> STATED PROBLEM: Recast the lines of the listing as a numbered list, from the line containing "Target: man in grey hooded sweatshirt" through the line containing "(1211, 216)", both included. Omit any blank lines.

> THE RECORDS:
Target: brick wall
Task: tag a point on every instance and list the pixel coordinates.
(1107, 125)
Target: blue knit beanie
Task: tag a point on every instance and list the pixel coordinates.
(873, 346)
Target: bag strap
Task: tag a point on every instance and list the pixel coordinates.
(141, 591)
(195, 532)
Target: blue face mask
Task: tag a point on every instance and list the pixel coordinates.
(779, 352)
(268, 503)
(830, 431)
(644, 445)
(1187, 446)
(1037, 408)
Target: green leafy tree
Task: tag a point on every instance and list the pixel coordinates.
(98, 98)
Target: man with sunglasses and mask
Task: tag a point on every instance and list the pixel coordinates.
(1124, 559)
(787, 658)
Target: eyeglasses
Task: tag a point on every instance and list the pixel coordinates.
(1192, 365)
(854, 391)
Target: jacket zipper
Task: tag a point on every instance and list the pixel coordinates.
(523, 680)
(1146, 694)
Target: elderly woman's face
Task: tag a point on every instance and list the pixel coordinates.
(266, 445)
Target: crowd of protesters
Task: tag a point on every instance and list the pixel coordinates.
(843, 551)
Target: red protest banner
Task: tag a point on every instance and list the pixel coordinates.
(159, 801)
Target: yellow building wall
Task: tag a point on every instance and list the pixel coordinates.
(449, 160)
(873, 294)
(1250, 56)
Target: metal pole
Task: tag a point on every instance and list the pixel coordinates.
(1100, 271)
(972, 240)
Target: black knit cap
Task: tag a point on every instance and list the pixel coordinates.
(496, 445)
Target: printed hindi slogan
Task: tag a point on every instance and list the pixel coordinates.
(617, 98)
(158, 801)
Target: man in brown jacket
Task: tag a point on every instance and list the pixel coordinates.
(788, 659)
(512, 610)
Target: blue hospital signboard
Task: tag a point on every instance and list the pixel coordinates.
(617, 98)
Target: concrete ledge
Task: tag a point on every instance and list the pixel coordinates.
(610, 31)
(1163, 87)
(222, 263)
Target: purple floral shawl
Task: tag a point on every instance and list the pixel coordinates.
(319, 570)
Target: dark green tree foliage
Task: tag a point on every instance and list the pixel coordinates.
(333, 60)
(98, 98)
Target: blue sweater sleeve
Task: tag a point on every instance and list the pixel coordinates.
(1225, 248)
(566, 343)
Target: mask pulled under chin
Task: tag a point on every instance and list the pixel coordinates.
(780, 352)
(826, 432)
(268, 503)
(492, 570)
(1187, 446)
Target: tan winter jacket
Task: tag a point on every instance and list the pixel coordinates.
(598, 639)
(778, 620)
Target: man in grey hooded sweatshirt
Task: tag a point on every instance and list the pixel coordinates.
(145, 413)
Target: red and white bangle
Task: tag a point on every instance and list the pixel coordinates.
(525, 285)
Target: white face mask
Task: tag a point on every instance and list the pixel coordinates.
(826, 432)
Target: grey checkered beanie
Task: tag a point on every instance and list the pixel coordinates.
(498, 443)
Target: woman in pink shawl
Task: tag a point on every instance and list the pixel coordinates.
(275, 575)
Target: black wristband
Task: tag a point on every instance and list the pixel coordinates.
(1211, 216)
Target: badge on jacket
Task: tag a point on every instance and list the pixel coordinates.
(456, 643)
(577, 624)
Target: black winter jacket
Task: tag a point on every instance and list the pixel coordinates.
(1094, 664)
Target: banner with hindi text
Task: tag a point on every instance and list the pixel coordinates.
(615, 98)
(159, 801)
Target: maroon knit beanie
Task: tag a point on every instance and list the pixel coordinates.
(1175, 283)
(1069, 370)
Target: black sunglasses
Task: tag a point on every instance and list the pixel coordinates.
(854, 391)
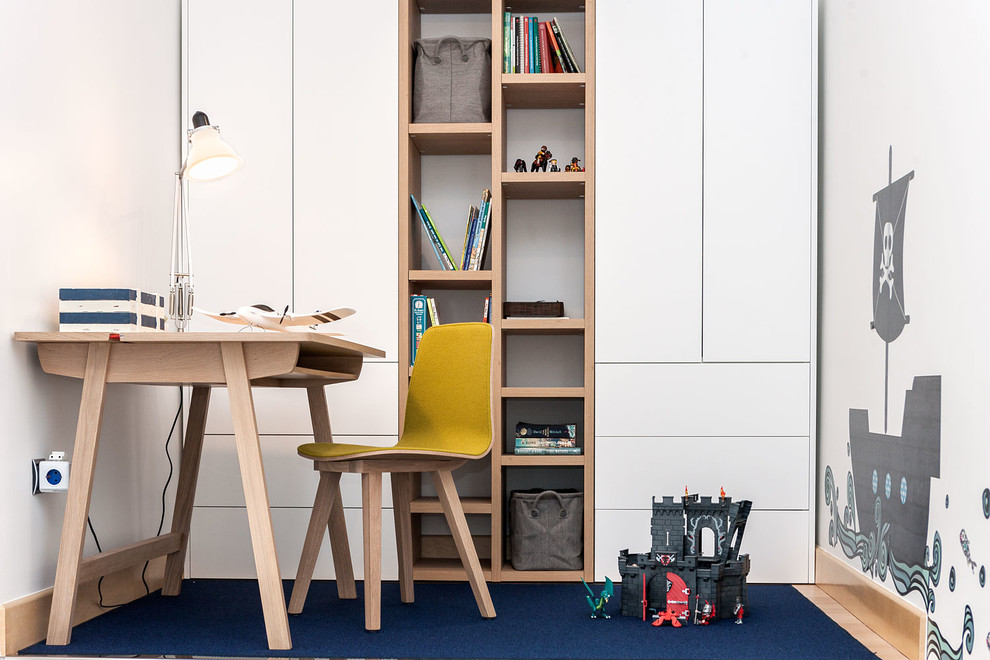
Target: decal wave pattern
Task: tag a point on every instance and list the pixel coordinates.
(875, 558)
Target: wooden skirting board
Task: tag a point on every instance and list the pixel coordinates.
(25, 621)
(893, 618)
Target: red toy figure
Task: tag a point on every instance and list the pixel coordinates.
(705, 616)
(574, 167)
(542, 159)
(678, 603)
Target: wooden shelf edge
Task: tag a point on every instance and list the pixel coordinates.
(542, 460)
(510, 574)
(471, 505)
(542, 392)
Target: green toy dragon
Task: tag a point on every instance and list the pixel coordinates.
(598, 604)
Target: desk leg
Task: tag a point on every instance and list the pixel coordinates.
(192, 451)
(339, 545)
(371, 503)
(80, 491)
(256, 496)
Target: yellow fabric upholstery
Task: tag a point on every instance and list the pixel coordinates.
(448, 410)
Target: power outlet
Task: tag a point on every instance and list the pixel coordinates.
(50, 475)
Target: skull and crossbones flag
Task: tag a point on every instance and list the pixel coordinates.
(889, 316)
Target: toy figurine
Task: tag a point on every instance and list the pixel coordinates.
(541, 160)
(598, 604)
(678, 602)
(705, 615)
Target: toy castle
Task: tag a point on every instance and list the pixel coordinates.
(711, 568)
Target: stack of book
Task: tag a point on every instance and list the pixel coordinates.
(543, 439)
(475, 235)
(529, 46)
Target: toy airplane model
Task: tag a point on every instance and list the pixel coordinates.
(266, 318)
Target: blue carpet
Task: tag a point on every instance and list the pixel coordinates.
(223, 618)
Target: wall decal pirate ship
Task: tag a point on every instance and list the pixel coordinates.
(888, 491)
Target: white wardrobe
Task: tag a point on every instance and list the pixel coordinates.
(706, 270)
(308, 221)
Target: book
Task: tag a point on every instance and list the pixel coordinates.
(534, 28)
(507, 43)
(543, 451)
(565, 47)
(528, 430)
(558, 59)
(525, 42)
(431, 306)
(443, 246)
(546, 442)
(426, 228)
(469, 234)
(417, 324)
(481, 232)
(545, 60)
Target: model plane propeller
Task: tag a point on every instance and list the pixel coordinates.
(266, 318)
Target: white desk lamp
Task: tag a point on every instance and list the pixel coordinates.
(209, 158)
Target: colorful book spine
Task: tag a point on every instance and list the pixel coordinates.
(565, 47)
(417, 324)
(507, 43)
(435, 233)
(544, 451)
(546, 442)
(530, 430)
(545, 60)
(525, 35)
(431, 306)
(481, 233)
(555, 47)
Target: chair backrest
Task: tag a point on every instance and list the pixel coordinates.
(449, 407)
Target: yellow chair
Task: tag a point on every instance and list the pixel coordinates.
(448, 421)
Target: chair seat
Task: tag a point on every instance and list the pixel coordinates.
(339, 451)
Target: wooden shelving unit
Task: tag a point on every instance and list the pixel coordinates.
(435, 557)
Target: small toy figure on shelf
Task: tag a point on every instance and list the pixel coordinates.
(574, 167)
(705, 615)
(541, 160)
(598, 604)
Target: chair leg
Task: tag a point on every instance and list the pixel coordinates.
(371, 503)
(326, 493)
(452, 509)
(401, 499)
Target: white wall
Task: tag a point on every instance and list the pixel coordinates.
(908, 74)
(91, 136)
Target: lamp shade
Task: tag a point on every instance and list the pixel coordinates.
(209, 157)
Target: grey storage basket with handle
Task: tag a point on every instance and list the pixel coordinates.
(546, 528)
(452, 80)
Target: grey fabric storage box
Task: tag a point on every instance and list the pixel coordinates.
(452, 80)
(546, 530)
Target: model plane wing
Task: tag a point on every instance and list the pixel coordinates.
(317, 317)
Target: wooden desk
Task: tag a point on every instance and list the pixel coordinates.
(235, 360)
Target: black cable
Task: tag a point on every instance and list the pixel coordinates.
(161, 522)
(168, 480)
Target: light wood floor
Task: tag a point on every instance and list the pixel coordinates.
(849, 623)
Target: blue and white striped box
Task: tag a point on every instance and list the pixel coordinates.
(110, 310)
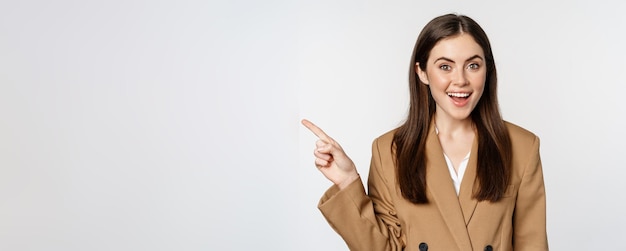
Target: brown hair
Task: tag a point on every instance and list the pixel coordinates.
(494, 144)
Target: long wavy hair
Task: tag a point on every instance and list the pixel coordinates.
(494, 143)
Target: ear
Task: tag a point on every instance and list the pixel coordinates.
(421, 74)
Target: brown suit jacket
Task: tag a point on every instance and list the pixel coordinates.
(384, 220)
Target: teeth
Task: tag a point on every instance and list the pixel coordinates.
(458, 94)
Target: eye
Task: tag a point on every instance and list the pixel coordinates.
(473, 66)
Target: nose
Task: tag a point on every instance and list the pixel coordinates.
(460, 78)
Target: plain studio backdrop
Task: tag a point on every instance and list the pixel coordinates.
(174, 125)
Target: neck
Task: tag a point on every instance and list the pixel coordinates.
(450, 126)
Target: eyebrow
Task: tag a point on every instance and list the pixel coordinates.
(470, 58)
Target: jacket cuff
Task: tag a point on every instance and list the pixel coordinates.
(334, 195)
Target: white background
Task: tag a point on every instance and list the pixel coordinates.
(174, 125)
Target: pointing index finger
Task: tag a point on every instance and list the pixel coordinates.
(316, 130)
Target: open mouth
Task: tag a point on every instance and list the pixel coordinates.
(459, 94)
(459, 98)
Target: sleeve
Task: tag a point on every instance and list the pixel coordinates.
(364, 222)
(529, 219)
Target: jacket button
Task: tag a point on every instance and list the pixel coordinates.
(423, 246)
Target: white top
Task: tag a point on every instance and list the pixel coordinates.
(457, 177)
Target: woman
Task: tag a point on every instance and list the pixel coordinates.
(454, 176)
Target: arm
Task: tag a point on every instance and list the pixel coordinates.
(365, 222)
(529, 219)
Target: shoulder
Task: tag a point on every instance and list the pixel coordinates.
(522, 140)
(386, 139)
(517, 133)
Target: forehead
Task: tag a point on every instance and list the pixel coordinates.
(457, 48)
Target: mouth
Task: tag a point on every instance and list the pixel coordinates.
(459, 94)
(459, 98)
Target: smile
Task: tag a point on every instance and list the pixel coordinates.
(459, 94)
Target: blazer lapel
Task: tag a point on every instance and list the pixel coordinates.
(468, 204)
(441, 188)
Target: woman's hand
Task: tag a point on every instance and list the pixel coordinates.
(330, 158)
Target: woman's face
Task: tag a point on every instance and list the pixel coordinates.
(456, 73)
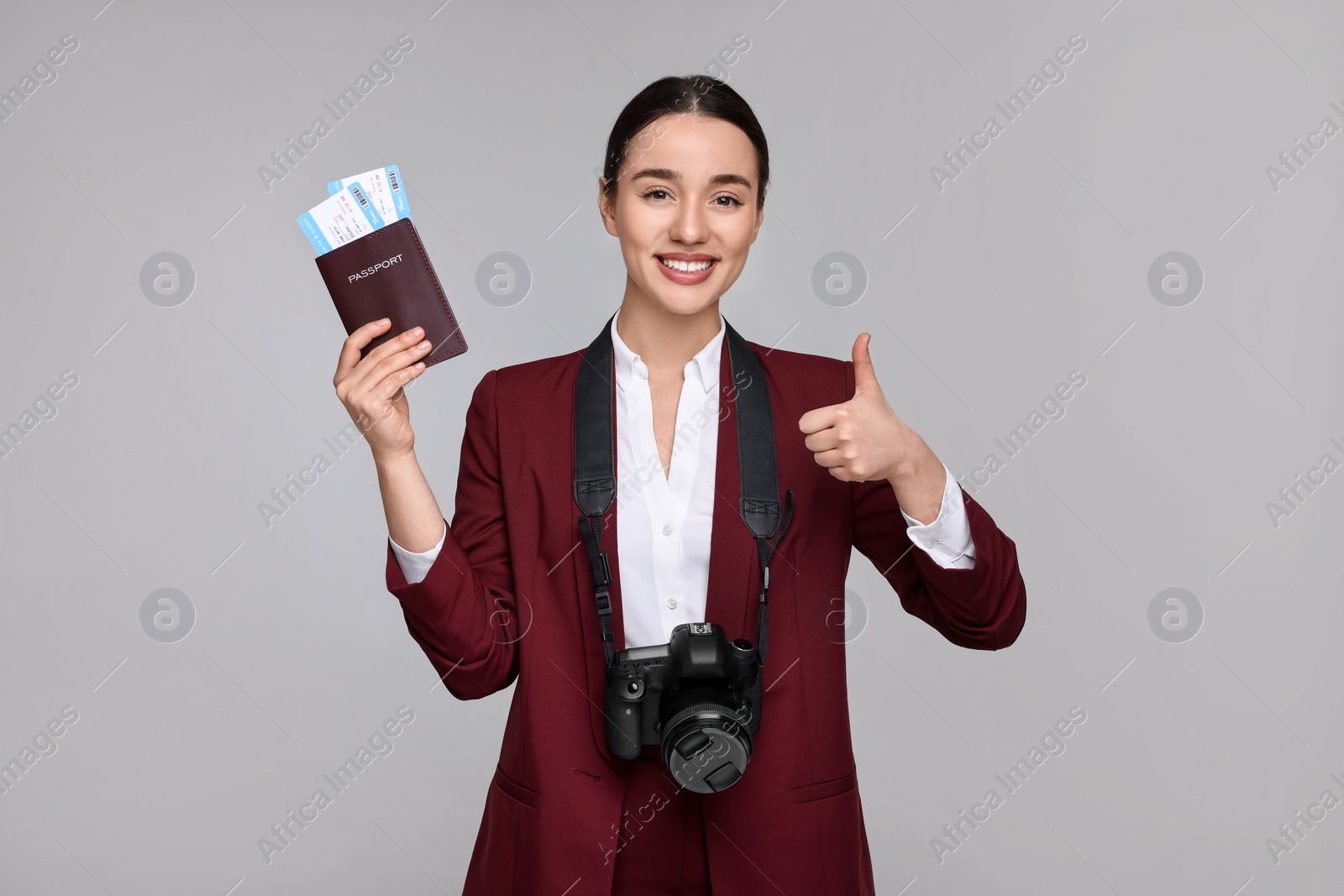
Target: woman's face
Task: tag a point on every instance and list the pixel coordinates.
(685, 194)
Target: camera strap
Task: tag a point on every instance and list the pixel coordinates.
(595, 465)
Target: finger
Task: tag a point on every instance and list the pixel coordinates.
(819, 419)
(830, 458)
(354, 344)
(864, 378)
(823, 441)
(389, 358)
(396, 379)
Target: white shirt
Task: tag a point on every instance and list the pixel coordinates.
(664, 521)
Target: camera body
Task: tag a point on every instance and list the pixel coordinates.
(698, 696)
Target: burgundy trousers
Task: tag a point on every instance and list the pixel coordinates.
(662, 842)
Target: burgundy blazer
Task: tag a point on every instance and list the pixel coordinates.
(510, 597)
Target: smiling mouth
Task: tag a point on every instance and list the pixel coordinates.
(689, 268)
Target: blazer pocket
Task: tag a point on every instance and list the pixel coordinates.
(515, 790)
(823, 789)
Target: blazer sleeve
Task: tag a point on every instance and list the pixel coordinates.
(464, 611)
(983, 607)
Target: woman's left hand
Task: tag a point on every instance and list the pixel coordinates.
(864, 439)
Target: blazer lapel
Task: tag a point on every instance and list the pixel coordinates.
(732, 553)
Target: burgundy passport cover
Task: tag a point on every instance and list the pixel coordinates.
(387, 275)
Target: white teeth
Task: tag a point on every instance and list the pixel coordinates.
(690, 268)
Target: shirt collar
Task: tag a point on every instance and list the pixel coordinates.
(628, 363)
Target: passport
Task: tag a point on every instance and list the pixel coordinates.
(386, 273)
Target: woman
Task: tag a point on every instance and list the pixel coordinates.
(506, 591)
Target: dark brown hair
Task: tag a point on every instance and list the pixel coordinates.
(692, 96)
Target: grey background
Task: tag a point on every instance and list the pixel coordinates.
(1032, 264)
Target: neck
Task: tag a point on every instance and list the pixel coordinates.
(663, 338)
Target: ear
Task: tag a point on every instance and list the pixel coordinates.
(606, 207)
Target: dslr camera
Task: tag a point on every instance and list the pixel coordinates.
(698, 696)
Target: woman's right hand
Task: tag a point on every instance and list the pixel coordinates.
(370, 387)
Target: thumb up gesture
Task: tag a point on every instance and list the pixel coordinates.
(864, 439)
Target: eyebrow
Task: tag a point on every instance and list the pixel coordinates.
(671, 174)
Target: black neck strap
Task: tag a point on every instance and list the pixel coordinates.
(595, 464)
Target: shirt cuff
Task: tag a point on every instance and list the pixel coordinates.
(416, 566)
(947, 540)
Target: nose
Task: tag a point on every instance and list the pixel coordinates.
(691, 224)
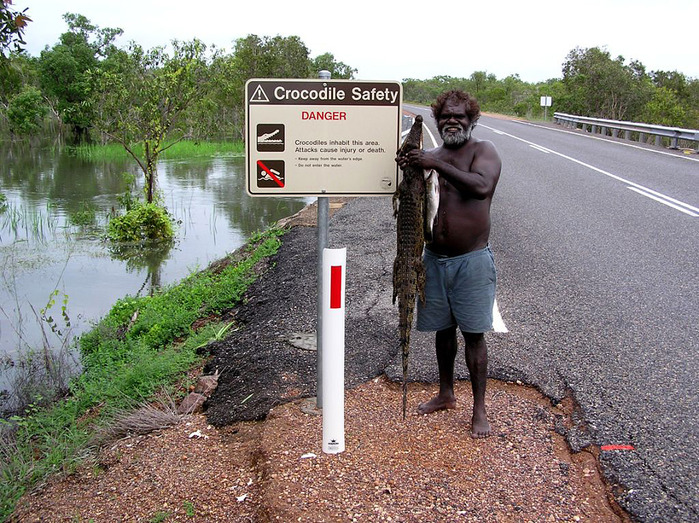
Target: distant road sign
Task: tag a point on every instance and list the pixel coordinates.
(322, 137)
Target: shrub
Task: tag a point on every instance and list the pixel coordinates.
(144, 222)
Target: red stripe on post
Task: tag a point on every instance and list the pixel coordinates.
(335, 286)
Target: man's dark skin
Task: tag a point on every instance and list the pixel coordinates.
(469, 170)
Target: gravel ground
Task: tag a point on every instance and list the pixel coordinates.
(255, 455)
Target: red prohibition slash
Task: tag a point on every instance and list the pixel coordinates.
(335, 286)
(271, 174)
(617, 447)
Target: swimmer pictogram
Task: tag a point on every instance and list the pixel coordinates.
(270, 173)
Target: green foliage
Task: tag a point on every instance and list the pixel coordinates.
(144, 222)
(147, 103)
(86, 216)
(25, 111)
(12, 25)
(128, 357)
(327, 62)
(66, 68)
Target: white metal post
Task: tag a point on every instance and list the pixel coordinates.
(334, 273)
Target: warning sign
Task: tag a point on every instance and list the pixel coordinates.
(322, 137)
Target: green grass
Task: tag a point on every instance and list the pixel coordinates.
(183, 149)
(125, 361)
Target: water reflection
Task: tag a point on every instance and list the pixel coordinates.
(43, 246)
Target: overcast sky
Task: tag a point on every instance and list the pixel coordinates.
(389, 40)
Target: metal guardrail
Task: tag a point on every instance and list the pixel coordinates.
(640, 130)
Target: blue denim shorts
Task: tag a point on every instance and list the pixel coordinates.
(459, 291)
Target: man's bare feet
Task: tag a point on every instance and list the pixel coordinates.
(480, 428)
(435, 404)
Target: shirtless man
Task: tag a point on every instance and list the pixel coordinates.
(460, 268)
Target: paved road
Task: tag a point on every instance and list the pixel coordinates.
(596, 244)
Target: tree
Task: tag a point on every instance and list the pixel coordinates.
(12, 25)
(664, 108)
(146, 104)
(603, 87)
(327, 62)
(24, 112)
(65, 69)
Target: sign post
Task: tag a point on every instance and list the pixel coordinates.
(322, 138)
(545, 103)
(333, 369)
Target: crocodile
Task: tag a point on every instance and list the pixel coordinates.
(408, 269)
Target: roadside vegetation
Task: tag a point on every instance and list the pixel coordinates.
(140, 350)
(104, 102)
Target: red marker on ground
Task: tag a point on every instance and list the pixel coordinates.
(617, 447)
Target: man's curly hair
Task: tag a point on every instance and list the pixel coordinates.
(473, 110)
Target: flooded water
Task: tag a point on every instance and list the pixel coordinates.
(52, 228)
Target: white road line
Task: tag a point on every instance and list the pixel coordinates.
(539, 148)
(639, 187)
(665, 202)
(601, 138)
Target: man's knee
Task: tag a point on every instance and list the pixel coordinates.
(473, 339)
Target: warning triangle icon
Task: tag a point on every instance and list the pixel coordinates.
(259, 95)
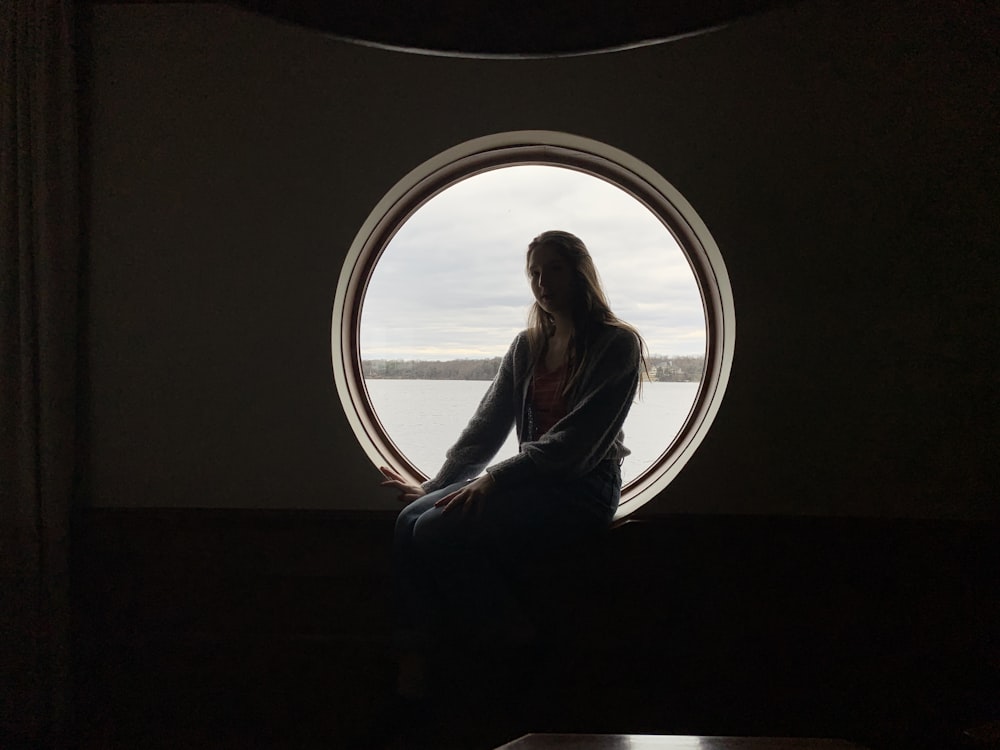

> COMPLETE OUTPUT:
1. Target: man in grey hooded sweatshirt
2. Task: tag a point on every instance and list the pixel coordinates.
3. (145, 413)
4. Target: red and white bangle
5. Task: tag a point on every instance and list the pixel coordinates.
6. (525, 285)
7. Target: white face mask
8. Task: tag a point on every instance and list the pixel coordinates.
9. (826, 432)
10. Target: grey checkered beanie
11. Task: tag a point on every instance and list the pixel coordinates.
12. (498, 443)
13. Target: woman in pink shawl
14. Task: tag a point on every instance and list the pixel coordinates.
15. (275, 575)
16. Target: black wristband
17. Task: tag a point on every instance and list the pixel coordinates.
18. (1211, 216)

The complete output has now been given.